Friday, October 26, 2007

Spammed

I've turned the CAPTCHA feature back on. (This is the twisty "word" you have to type in to post a comment.)

It appears that some spam bot found me -- fourteen "comments" were posted between yesterday and today. Deleting these is a laborious one-at-a-time process, and it's just too much of a pain to keep doing it.

I'll turn the CAPTCHA feature back off in a few days. Meantime, sorry for the inconvenience.

5 comments:

Beth said...

I've been getting spammed too (as of today) and will be using the word verification feature for awhile.
What a nuisance.

bjkeefe said...

Thanks for you commiseration, Beth.

Sucks how the few can ruin things for the many, doesn't it?

John Evo said...

See Brendan? I TOLD you you'd have no problems!

Well, so far, no sign of the notorious spambots at my place anyway.

Anonymous said...

========================================

#### TASKS FOR THIS EXERCISE:
1) For the blog post about comment spam, say whether each statement agrees with it: (a) the CAPTCHA feature will stay on permanently; (b) fourteen spam comments appeared between yesterday and today; (c) spam comments can be deleted all at once. Answer yes or no for each and quote the words that decide it.
2) Write what comes next in the blog post about comment spam, continuing from its last line.
The lines after the blog post on comment spam have no connection to it.

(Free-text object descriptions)
========================================

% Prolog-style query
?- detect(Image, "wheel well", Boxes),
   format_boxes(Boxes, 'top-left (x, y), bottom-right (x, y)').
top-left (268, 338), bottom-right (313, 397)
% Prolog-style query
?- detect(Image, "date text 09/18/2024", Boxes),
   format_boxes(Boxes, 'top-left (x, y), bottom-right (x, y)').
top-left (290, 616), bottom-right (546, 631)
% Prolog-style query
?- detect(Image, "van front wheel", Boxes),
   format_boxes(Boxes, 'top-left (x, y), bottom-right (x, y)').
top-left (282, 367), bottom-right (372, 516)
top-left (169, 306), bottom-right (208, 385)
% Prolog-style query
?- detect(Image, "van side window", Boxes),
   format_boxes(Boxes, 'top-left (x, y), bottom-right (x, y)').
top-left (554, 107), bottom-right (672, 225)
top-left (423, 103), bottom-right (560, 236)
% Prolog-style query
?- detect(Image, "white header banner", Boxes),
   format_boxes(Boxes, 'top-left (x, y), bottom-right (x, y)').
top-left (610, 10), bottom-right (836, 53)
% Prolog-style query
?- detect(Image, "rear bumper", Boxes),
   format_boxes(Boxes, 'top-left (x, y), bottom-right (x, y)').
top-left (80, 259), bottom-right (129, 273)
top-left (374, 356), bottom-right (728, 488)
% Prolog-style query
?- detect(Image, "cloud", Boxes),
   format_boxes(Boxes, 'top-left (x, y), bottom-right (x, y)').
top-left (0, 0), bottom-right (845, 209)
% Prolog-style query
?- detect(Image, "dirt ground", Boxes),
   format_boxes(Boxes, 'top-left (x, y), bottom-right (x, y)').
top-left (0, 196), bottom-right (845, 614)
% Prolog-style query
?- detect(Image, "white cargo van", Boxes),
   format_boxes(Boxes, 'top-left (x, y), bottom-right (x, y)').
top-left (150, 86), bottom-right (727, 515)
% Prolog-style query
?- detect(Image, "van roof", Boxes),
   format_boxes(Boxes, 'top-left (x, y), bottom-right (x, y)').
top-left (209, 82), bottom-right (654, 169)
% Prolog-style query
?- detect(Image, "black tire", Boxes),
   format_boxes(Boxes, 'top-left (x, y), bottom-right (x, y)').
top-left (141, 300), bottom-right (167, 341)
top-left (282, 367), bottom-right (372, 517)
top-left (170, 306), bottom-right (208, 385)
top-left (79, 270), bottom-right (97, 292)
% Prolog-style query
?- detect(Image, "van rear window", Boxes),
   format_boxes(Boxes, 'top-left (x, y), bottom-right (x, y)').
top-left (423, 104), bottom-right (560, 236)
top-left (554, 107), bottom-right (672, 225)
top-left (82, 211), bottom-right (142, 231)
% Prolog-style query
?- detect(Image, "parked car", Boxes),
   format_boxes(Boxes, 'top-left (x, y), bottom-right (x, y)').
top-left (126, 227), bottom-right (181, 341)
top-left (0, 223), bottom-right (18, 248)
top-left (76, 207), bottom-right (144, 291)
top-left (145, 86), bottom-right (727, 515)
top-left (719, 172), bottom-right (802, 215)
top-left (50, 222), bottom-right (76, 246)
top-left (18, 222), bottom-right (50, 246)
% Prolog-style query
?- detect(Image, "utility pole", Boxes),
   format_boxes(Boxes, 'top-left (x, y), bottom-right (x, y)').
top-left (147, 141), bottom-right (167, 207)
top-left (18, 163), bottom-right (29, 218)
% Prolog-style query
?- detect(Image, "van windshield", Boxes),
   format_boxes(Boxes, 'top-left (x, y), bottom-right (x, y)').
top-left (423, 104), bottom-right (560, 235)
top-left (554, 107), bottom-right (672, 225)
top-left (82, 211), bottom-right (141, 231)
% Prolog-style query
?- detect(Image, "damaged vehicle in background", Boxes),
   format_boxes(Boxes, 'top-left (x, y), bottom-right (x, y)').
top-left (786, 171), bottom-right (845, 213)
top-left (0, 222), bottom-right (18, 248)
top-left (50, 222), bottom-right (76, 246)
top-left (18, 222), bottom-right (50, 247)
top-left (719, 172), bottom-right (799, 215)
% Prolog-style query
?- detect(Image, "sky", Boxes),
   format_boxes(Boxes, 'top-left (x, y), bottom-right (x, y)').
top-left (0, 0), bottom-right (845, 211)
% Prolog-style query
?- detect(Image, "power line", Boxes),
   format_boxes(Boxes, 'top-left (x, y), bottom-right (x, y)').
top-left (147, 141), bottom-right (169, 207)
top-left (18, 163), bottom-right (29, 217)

========================================

#### ANSWERS IN ORDER:
1)
(a) No: "I'll turn the CAPTCHA feature back off in a few days."
(b) Yes: "fourteen "comments" were posted between yesterday and today."
(c) No: "Deleting these is a laborious one-at-a-time process."

2)
Why doesn't some bright programmer come up with a program that will trace back those spam senders and jam up their computers? Failing that, why couldn't the letters you have to type in be the same every time? Do you really have to come up with new letters to foil the spam bot? It doesn't seem like they could figure out your "password letters" just by botting around.

P.S. I couldn't get the preview feature to work on this msg.

bjkeefe said...

TC --

There are various ways to trace spam back to its source. The problem is, most spam is sent out by herds of "zombie" computers -- machines that have been infected by malware, that send out spam unbeknownst to the machine owners.

A second source of spam is one-time use free web mail accounts.

So, it's hard to catch the true originators, and programs sent back to the originating machines usually punishes the wrong party.

As to the CAPTHCA: I don't have control over the appearance of the "words" beyond switching them on or off. I agree -- it would be better for my low-traffic blog to show the same word every day for a week, or make the word easier to read, or other more user-friendly variations.

Someday I'll move off of Blogspot and run my blog in a way that gives me more control over such matters. The problem is, Blogspot does 95% of what I want it to do, without my having to do anything on the administrative end. Thus, the inertia is significant.